Top of The records

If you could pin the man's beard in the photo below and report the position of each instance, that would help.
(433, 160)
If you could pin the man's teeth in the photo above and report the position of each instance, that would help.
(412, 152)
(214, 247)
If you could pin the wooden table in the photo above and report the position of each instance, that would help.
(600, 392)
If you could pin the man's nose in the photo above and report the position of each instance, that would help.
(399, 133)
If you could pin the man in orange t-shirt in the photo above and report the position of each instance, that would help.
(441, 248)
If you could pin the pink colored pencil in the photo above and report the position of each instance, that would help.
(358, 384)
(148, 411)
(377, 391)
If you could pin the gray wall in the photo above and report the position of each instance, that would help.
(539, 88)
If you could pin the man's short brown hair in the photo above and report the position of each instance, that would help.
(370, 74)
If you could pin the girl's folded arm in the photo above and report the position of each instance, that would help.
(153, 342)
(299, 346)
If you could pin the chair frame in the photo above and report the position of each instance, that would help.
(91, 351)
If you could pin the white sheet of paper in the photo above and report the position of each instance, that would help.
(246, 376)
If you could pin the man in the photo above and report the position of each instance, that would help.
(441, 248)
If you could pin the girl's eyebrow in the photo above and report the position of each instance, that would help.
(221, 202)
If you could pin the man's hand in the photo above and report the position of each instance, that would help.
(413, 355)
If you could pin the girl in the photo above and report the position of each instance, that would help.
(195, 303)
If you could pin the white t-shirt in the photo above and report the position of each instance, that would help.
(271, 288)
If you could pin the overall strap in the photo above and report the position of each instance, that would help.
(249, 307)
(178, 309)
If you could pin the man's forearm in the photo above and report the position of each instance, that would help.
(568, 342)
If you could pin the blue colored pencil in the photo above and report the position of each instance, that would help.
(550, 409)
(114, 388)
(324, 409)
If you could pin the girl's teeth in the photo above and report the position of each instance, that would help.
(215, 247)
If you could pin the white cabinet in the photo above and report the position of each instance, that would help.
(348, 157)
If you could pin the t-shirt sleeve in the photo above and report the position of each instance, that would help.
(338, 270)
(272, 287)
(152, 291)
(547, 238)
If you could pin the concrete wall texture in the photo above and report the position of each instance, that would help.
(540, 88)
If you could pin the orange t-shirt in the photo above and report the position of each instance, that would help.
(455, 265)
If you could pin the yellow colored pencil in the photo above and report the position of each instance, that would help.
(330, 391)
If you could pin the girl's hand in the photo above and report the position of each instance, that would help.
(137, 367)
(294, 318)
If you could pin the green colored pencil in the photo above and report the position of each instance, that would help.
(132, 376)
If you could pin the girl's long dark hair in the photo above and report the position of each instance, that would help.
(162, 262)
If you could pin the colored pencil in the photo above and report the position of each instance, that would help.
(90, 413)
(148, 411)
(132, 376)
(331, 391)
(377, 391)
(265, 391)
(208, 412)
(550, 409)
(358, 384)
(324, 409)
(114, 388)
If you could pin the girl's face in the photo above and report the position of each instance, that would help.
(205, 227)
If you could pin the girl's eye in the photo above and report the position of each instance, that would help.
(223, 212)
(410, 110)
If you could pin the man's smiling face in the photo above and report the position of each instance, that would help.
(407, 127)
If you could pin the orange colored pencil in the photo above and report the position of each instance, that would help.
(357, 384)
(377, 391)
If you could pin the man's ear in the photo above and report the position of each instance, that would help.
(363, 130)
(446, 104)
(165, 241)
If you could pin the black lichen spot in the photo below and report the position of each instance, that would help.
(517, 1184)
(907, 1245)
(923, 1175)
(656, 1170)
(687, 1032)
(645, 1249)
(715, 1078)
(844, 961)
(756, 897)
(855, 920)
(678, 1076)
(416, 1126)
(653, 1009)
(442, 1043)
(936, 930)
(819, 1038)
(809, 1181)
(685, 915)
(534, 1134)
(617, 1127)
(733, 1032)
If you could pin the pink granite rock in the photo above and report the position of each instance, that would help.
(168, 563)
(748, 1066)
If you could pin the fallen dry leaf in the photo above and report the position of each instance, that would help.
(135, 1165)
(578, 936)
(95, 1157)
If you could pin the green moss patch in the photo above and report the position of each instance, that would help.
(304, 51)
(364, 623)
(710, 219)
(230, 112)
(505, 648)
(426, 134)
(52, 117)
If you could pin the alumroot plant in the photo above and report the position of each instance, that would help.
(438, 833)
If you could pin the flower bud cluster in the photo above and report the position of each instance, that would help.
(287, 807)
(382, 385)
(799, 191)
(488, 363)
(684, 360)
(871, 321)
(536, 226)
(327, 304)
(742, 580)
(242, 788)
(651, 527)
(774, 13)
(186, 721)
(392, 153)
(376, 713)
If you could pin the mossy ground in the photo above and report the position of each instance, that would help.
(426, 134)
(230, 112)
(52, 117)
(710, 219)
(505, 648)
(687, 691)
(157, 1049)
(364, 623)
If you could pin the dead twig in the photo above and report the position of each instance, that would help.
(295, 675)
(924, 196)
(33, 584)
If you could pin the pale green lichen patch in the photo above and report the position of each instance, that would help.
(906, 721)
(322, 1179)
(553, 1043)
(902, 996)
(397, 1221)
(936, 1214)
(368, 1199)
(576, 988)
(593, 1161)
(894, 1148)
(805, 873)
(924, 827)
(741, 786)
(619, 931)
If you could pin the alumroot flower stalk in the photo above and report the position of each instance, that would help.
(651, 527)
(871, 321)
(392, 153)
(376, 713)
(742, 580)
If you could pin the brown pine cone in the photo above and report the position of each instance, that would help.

Bottom of The records

_Exercise objective:_ An exact reproduction of the data is required. Leave nothing out.

_Result of the exercise:_
If you could pin the man's beard in the photo below and report the position of each instance, that would help.
(433, 160)
If you could pin the man's teeth in the photo above and report the position of each instance, that would help.
(412, 152)
(214, 247)
If you could pin the wooden table in the photo above and report the position of each instance, that would help.
(600, 392)
If you could pin the man's nose in the photo above and report the position of each instance, that would help.
(399, 133)
If you could pin the man in orange t-shirt in the photo above and report the position of each instance, that would help.
(441, 248)
If you could pin the pink colored pencil in the photo above and report the position of each instance, that would help.
(358, 384)
(148, 411)
(377, 391)
If you could pin the gray wall in the photo above and report the position of each instance, that would help.
(539, 88)
If you could pin the man's short brown hair in the photo above and report the position of each instance, that would help.
(370, 74)
If you could pin the girl's folded arm in the photo above and report the position of each instance, that would help.
(153, 342)
(299, 346)
If you could pin the chair frame in the photo above and report the position of each instance, that would help.
(91, 351)
If you could pin the white sheet of paper in the photo above and report the position of each instance, that would help.
(246, 376)
If you could pin the man in the photo above and report the position of each instance, that would help.
(441, 248)
If you could pin the girl's eyebrow in the photo above and report the position of each instance, that would help.
(221, 202)
If you could pin the man's hand in the photo above and report the position of each instance, that would help.
(413, 355)
If you could pin the girl in the photo above and report the position of each instance, that would help.
(195, 303)
If you could pin the white t-shirt in the photo above and report the position of each instance, that would help.
(271, 288)
If you could pin the overall strap in the photo above and report the position of each instance, that would help.
(249, 307)
(178, 309)
If you could pin the man's forearm in the photo above and report the position of each instance, that would help.
(568, 342)
If you could pin the blue colored pencil in the photo above and report the position of each instance, that would help.
(550, 409)
(114, 388)
(324, 409)
If you could pin the girl's teeth in the photo above and report the position of each instance, that would help.
(215, 247)
If you could pin the white cabinet in the photo above and report the position of each instance, that would help.
(348, 157)
If you could pin the t-shirt sleeve in the photo above and report the position of each instance, that would help.
(338, 270)
(272, 287)
(152, 291)
(547, 238)
If you could pin the concrete wall texture in the photo above and report the position of each instance, that would help.
(540, 88)
If you could pin the orange t-shirt in the photo above and report the position of each instance, that would help.
(455, 265)
If you could pin the yellow colored pencil in the photo above and report the position of each instance, that would help.
(330, 391)
If you could pin the girl's hand in the photo above and report the position of each instance, that would help.
(137, 367)
(294, 318)
If you could pin the green colored pencil in the photo above and report the position of each instance, that would help.
(132, 376)
If you could pin the girl's long dark hair in the photo above and report the position of each instance, that would help.
(162, 262)
If you could pin the colored pencil in the photo above and report the position of each instance, that would help.
(90, 413)
(148, 411)
(132, 376)
(331, 391)
(377, 391)
(265, 391)
(208, 412)
(550, 409)
(358, 384)
(324, 409)
(114, 388)
If you could pin the girl's face in the photo above and report the position of each instance, that would help.
(205, 227)
If you could pin the girl's eye in the photo above and report the position of each instance, that would help.
(223, 212)
(410, 110)
If you could pin the man's smiling face in the photo above and report the position of each instance, that would help.
(407, 127)
If you could pin the orange colored pencil in the photo above and report the position of each instance, that would help.
(357, 384)
(377, 391)
If you could pin the man's ear in the photo above and report the position of each instance, that would help.
(363, 130)
(446, 104)
(165, 241)
If you could pin the black lichen spot in the photo below and report the position of each instance, that would help.
(517, 1184)
(907, 1245)
(923, 1175)
(656, 1170)
(687, 1032)
(645, 1249)
(715, 1078)
(844, 961)
(756, 897)
(855, 920)
(678, 1076)
(416, 1126)
(653, 1009)
(442, 1043)
(936, 930)
(819, 1038)
(809, 1181)
(685, 915)
(534, 1134)
(617, 1127)
(733, 1032)
If you could pin the pink granite rock in the photo above and report the position of each instance, that would help.
(168, 563)
(748, 1066)
If you could pin the fallen dry leaf in the photo above and report the position of each instance, that would help.
(135, 1165)
(578, 936)
(95, 1157)
If you could pin the green moss patch in the photo above and report the position of each instance, that would help.
(304, 51)
(364, 623)
(710, 219)
(230, 112)
(505, 648)
(426, 134)
(52, 117)
If you could pin the alumroot plant in the photo above and report the position of each instance, that would help.
(438, 833)
If you could pin the flower bud cluster in the photo above and report the position of each instance, that would help.
(287, 807)
(382, 385)
(799, 191)
(488, 363)
(684, 360)
(871, 321)
(536, 226)
(327, 304)
(742, 580)
(242, 788)
(651, 527)
(774, 13)
(186, 721)
(392, 153)
(376, 713)
If you could pin the mossy ground in the photo above and report the position of each instance, that would help.
(426, 134)
(230, 112)
(52, 117)
(710, 219)
(505, 648)
(687, 691)
(157, 1049)
(364, 623)
If you could pin the dead twig in the photo above and report the position of each instance, that would help.
(295, 675)
(924, 196)
(33, 584)
If you could pin the pale green lichen patch in the photo above and report the position of each instance, that would help.
(906, 721)
(322, 1179)
(553, 1043)
(902, 996)
(397, 1221)
(936, 1214)
(368, 1199)
(576, 988)
(593, 1161)
(894, 1148)
(805, 873)
(924, 827)
(741, 786)
(619, 931)
If you could pin the alumroot flower stalk in the photo above and report the position of each instance, that would help.
(651, 527)
(871, 321)
(392, 153)
(376, 713)
(742, 580)
If you could pin the brown pine cone in the photo above and report the position of each instance, that would help.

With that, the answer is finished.